§ **文書の一部**:
----
BtoCサービスを提供するインターネット企業で8か月間インターンシップを行いました。インターンシップでは、仕事としてプログラミングをすることの責任の規模の大きさとともに、ひとつのプロダクトを作るのに多くの人が関わっていることを実感しました。プロダクトマネージャーやデザイナー、エンジニアなどが集まって、このアプリをたくさんの人に使ってもらうにはどうすればいいか、収益を上げるためにはどこを改善すれば良いかなどを真剣に考えて取り組んでいる様子を間近で見ながらも、規模が大きいサービスからこそ、責任も伴うことを肌で感じました。現場で活躍するエンジニアの仕事ぶりを見て学べたことで、インターンシップ後も意識しながら学習することができました。
その後、就職活動に臨んで株式会社サイバーエージェント様から内定を得ましたが、就職活動で大切にしていた会社選びの「軸」はありますか?
----
§ **やることリスト**:
1: インターンシップについての文章を読んで答えてください。
(a) インターンシップの期間はどれくらいでしたか?
(b) インターンシップ先はどのような企業でしたか?
(c) 就職活動で内定を得た会社はどこですか?
2: インターンシップについての文章を、最後の文の後から続けてください。

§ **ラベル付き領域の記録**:
----
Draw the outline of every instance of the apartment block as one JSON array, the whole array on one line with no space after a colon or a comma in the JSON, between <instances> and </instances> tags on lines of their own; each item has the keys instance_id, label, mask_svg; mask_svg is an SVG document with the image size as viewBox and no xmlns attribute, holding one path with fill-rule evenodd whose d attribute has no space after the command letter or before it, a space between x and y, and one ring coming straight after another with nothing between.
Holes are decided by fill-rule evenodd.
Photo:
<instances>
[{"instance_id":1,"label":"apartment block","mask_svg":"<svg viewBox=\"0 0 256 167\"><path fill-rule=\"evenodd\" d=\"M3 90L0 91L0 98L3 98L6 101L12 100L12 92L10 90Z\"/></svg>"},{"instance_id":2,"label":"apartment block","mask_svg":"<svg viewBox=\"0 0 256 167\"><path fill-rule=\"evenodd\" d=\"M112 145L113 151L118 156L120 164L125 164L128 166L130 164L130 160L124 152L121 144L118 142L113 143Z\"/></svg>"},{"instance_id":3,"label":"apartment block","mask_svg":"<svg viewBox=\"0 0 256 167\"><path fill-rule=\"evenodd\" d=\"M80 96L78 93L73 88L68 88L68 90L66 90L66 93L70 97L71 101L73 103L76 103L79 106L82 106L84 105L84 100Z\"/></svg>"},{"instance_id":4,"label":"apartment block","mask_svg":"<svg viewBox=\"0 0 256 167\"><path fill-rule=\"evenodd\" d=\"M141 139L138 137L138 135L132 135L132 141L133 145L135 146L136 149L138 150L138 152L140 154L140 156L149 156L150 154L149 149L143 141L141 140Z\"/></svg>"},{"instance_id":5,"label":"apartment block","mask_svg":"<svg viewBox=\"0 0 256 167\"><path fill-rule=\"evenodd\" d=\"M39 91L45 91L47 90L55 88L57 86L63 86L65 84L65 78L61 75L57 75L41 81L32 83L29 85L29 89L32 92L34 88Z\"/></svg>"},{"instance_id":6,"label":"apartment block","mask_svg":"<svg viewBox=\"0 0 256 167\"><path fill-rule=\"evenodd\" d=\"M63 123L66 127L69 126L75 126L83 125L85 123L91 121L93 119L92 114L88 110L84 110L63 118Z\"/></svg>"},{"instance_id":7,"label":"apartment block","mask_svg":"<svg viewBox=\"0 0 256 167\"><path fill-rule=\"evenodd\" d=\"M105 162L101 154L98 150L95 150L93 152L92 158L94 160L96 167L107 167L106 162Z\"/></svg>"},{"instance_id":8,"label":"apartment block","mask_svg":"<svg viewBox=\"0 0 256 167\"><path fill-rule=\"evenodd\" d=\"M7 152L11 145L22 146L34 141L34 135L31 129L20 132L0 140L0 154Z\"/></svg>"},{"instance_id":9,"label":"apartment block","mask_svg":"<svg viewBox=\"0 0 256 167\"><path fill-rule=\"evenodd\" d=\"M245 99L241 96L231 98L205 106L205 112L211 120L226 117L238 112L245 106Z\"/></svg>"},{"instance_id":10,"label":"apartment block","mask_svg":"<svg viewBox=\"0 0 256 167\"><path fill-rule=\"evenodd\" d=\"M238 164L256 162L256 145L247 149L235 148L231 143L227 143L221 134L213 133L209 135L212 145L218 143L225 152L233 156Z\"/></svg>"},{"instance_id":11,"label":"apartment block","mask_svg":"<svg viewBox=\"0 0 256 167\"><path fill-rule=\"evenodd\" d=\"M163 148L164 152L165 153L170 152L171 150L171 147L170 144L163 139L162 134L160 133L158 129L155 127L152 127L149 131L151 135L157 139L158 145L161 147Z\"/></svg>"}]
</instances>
----
§ **タスク別の回答**:
1:
(a) 8か月間
(b) BtoCサービスを提供するインターネット企業
(c) 株式会社サイバーエージェント

2:
就活の軸は、「ユーザーファーストな開発をする」でした。これは、初めてアプリを作った際に、先生やクラスメイトからフィードバックをもらったのですが、ポジティブなコメントが寄せられた一方で、「もっとこうした方が良い」といった意見もありましたね。その意見をもとに修正を行うのですが、このやりとりがとても楽しかったのです。それまで、一人でもくもくと制作していたのが、いざユーザーの手に渡り、ユーザー本人が感じたフィードバックをもとに開発をするというプロセスが、こんなにも楽しいものだとは思いませんでした。エンジニアとしての喜びは、ユーザーに対して誠実な開発をすることにあると実感しました。
社内外から評価されるようなエンジニアを目指す
原田さんの今後の目標について教えてください。
そうですね。まずはAndroidエンジニアとして、社内外どちらからも評価されるようなエンジニアを目指したいと考えています。私はこれまでの経験で得た知見をお伝えする講演活動を行っていますが、実際の仕事との関連性はそこまで高くありません。社内での取り組みを社内で評価されることも大切ですが、仕事で得た知見を講演活動やブログを通して発信できたらと考えています。社内での仕事と社外での講演活動をうまくつなげられたら、普段の仕事も楽しくなりますし、社外からも評価され、いろんな場所で活躍できると考えています。ゆくゆくは、そういった環境を自分で作っていきたいです。
今自分ができることに全力で取り組む
ありがとうございます。最後に、これからエンジニアを目指す高校生に向けてメッセージをいただけますか?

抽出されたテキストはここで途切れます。